# GOAL
Reproduce the material with each "license plate" switched to "number plate" and nothing else altered.
-- start EXERCISE MATERIAL --
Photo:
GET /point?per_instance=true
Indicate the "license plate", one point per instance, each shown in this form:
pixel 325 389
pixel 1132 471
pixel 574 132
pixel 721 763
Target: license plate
-- end EXERCISE MATERIAL --
# COMPLETE RESPONSE
Photo:
GET /point?per_instance=true
Indicate the "number plate", one point per instance, each shown in this form:
pixel 325 389
pixel 1132 471
pixel 574 132
pixel 721 763
Target: number plate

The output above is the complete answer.